Required work: Output the entire listing without altering anything.
•••••
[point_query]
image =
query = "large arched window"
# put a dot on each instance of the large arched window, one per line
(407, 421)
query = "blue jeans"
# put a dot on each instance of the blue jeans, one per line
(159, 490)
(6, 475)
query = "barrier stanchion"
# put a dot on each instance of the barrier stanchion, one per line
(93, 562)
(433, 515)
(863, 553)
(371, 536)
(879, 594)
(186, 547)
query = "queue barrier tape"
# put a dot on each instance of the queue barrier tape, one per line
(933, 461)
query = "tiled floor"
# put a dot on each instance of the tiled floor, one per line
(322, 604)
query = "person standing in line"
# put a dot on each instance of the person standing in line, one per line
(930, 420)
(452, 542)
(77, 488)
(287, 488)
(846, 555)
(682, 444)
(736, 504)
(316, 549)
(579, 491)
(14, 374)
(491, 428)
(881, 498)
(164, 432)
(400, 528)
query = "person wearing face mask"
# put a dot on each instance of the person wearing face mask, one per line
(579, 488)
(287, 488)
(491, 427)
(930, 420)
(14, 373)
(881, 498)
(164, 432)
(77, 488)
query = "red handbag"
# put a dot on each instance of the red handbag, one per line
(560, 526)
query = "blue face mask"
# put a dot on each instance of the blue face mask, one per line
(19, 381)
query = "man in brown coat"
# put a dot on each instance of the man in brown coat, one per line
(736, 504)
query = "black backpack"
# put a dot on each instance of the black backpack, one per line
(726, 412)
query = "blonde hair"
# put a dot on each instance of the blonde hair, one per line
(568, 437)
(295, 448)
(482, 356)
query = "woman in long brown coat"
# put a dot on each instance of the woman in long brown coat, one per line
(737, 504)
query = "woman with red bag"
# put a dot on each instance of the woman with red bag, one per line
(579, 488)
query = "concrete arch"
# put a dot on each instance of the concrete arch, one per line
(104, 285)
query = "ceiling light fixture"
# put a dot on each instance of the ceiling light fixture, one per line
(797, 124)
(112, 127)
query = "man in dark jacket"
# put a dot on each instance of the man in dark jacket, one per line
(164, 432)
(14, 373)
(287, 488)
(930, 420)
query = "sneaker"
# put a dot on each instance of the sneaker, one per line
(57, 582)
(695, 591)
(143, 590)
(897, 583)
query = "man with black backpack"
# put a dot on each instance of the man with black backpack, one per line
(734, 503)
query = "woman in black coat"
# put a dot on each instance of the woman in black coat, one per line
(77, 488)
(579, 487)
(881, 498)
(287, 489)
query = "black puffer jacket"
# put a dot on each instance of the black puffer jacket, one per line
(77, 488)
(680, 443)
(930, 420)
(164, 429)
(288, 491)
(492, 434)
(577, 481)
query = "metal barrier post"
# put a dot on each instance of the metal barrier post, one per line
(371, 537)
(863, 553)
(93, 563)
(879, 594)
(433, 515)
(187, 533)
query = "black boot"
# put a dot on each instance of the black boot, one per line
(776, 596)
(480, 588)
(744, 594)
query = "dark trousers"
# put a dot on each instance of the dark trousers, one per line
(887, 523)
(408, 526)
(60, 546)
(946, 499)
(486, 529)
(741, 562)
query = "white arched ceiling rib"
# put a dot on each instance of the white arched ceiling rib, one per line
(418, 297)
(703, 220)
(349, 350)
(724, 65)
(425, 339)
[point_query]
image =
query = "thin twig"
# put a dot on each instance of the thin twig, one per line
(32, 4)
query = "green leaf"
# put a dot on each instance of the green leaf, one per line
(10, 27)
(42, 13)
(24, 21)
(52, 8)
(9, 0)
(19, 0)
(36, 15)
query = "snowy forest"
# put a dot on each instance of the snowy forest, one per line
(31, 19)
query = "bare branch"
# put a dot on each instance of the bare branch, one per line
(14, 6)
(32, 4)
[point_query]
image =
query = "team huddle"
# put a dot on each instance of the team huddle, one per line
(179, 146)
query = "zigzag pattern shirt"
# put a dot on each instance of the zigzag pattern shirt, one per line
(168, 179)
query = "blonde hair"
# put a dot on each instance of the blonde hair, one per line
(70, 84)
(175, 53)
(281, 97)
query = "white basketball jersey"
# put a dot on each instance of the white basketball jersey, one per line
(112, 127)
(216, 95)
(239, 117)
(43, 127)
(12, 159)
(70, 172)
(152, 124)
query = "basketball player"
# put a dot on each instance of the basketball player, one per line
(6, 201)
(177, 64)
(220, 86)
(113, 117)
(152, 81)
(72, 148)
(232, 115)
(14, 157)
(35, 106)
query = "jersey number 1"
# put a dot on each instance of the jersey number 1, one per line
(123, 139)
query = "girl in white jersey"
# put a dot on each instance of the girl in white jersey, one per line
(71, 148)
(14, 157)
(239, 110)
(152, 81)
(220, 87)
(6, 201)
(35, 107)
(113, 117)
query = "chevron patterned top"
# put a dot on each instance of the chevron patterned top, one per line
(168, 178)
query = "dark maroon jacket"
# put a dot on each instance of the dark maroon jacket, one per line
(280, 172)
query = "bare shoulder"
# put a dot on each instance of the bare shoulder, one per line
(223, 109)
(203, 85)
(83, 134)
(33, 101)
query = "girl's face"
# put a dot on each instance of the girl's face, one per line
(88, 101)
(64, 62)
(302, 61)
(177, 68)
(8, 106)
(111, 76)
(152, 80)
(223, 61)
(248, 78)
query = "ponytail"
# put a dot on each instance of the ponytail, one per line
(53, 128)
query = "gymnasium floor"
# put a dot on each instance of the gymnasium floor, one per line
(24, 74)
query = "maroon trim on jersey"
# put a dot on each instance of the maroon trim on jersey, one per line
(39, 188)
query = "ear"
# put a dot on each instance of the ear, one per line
•••••
Response box:
[point_query]
image =
query = "large arched window"
# put a dot on each instance of the large arched window, one per line
(407, 421)
query = "blue jeans"
# put a dot on each instance of the blue jeans, one per line
(159, 490)
(6, 475)
query = "barrier stanchion"
# put a dot on each instance of the barrier stanchion, one per line
(93, 562)
(433, 515)
(863, 553)
(371, 536)
(879, 594)
(186, 547)
query = "queue barrier tape"
# put a dot on each instance of the queue barrier tape, one per line
(933, 461)
query = "tiled floor"
# put a dot on each instance of the tiled floor, one per line
(322, 604)
query = "person standing in line"
# put a dot on each instance of the person standing in line, one per line
(930, 420)
(452, 542)
(77, 488)
(287, 488)
(846, 555)
(682, 444)
(736, 504)
(316, 549)
(579, 491)
(14, 374)
(491, 428)
(881, 498)
(164, 432)
(400, 528)
query = "person wearing face mask"
# put a dot on each instance of the person wearing face mask, one per line
(579, 488)
(287, 488)
(491, 427)
(930, 420)
(14, 373)
(881, 498)
(164, 432)
(77, 488)
query = "red handbag"
# put a dot on each instance of the red handbag, one per line
(560, 526)
query = "blue face mask"
# put a dot on each instance of the blue face mask, one per line
(19, 381)
query = "man in brown coat"
# put a dot on each instance of the man in brown coat, one per line
(736, 504)
query = "black backpack"
# put a dot on each instance of the black backpack, one per line
(726, 412)
query = "blonde hair"
# put a dot on each instance of the blonde hair, one per line
(568, 437)
(295, 448)
(482, 356)
query = "woman in long brown coat"
# put a dot on each instance of the woman in long brown coat, one per line
(737, 504)
query = "woman with red bag"
# put a dot on each instance of the woman with red bag, one per line
(579, 488)
query = "concrete arch"
# put a dot on each instance of the concrete arch, one per line
(104, 285)
query = "ceiling light fixture"
# put a dot on each instance of the ceiling light fixture, one per line
(797, 124)
(112, 127)
query = "man in dark jacket"
# put a dot on each instance of the man in dark jacket, one per line
(164, 432)
(14, 373)
(287, 488)
(930, 420)
query = "sneaker"
# put a dot on each instance of the sneaker, one per line
(57, 582)
(695, 591)
(143, 590)
(897, 583)
query = "man with black backpack"
# put a dot on each instance of the man with black backpack, one per line
(734, 503)
query = "woman in black coat"
# put a dot on each instance of the woman in black coat, one per line
(77, 488)
(579, 487)
(881, 498)
(287, 489)
query = "black puffer jacket"
# put a dot on each instance of the black puffer jacket, one per line
(77, 488)
(680, 443)
(930, 420)
(164, 429)
(288, 491)
(492, 434)
(577, 481)
query = "metal barrier post"
# put a dot on each instance of the metal barrier post, one per line
(371, 537)
(863, 553)
(93, 563)
(879, 594)
(433, 515)
(187, 533)
query = "black boot"
# put a dot on each instance of the black boot, one per line
(776, 596)
(480, 588)
(744, 594)
query = "dark trousers"
# put a dot on each instance of the dark trousers, one per line
(887, 523)
(408, 526)
(60, 546)
(946, 499)
(486, 529)
(741, 562)
query = "white arched ceiling rib"
# put a dot on each instance of the white arched ceiling rib, one per line
(418, 297)
(703, 220)
(349, 350)
(724, 65)
(425, 339)
[point_query]
image =
query = "thin twig"
# put a dot on each instance of the thin twig, one per line
(32, 4)
query = "green leaf"
# put a dot on each instance of the green leaf, one per line
(10, 27)
(42, 13)
(24, 21)
(52, 8)
(9, 0)
(19, 0)
(36, 15)
query = "snowy forest"
# put a dot on each instance of the snowy forest, one per line
(31, 19)
query = "bare branch"
# put a dot on each instance of the bare branch, one per line
(14, 6)
(32, 4)
[point_query]
image =
query = "team huddle"
# put a dot on each instance of the team huddle, one per line
(179, 146)
query = "zigzag pattern shirt"
# put a dot on each instance of the zigzag pattern shirt, one per line
(168, 179)
query = "blonde hair"
# put a dot on each instance of the blonde hair, one per line
(70, 84)
(175, 53)
(281, 97)
query = "white basketball jersey"
# put a dot on each instance of the white basketball jersey, one per line
(112, 127)
(216, 95)
(239, 117)
(43, 127)
(12, 159)
(70, 172)
(152, 124)
query = "basketball player"
# put a dot on each instance of the basketball player, one per line
(6, 201)
(177, 64)
(220, 86)
(113, 117)
(152, 81)
(72, 148)
(232, 115)
(14, 157)
(35, 106)
query = "jersey number 1"
# put a dot on each instance of the jersey number 1, one per line
(123, 139)
query = "girl in white jersey"
# put a dot on each instance of the girl in white jersey, one per line
(71, 148)
(14, 157)
(239, 110)
(152, 81)
(220, 87)
(6, 201)
(35, 107)
(113, 117)
query = "chevron patterned top"
# put a dot on each instance of the chevron patterned top, one per line
(168, 178)
query = "dark maroon jacket"
# put a dot on each instance of the dark maroon jacket, one per line
(280, 172)
query = "bare shoulder"
# put a dot on each instance of the bare shoulder, one per line
(223, 109)
(203, 85)
(83, 134)
(33, 101)
query = "girl's face"
# put a dot on each instance of the girl's face, one per line
(88, 101)
(64, 62)
(302, 61)
(177, 68)
(8, 106)
(111, 76)
(152, 80)
(223, 61)
(248, 78)
query = "ponytail"
# put a dot on each instance of the ponytail, one per line
(53, 128)
query = "gymnasium floor"
# put a dot on each instance of the gymnasium floor, one per line
(24, 74)
query = "maroon trim on jersey"
# put a dot on each instance of the maroon trim on jersey, one per line
(39, 188)
query = "ear"
# put a dot on each instance of the ear, one per line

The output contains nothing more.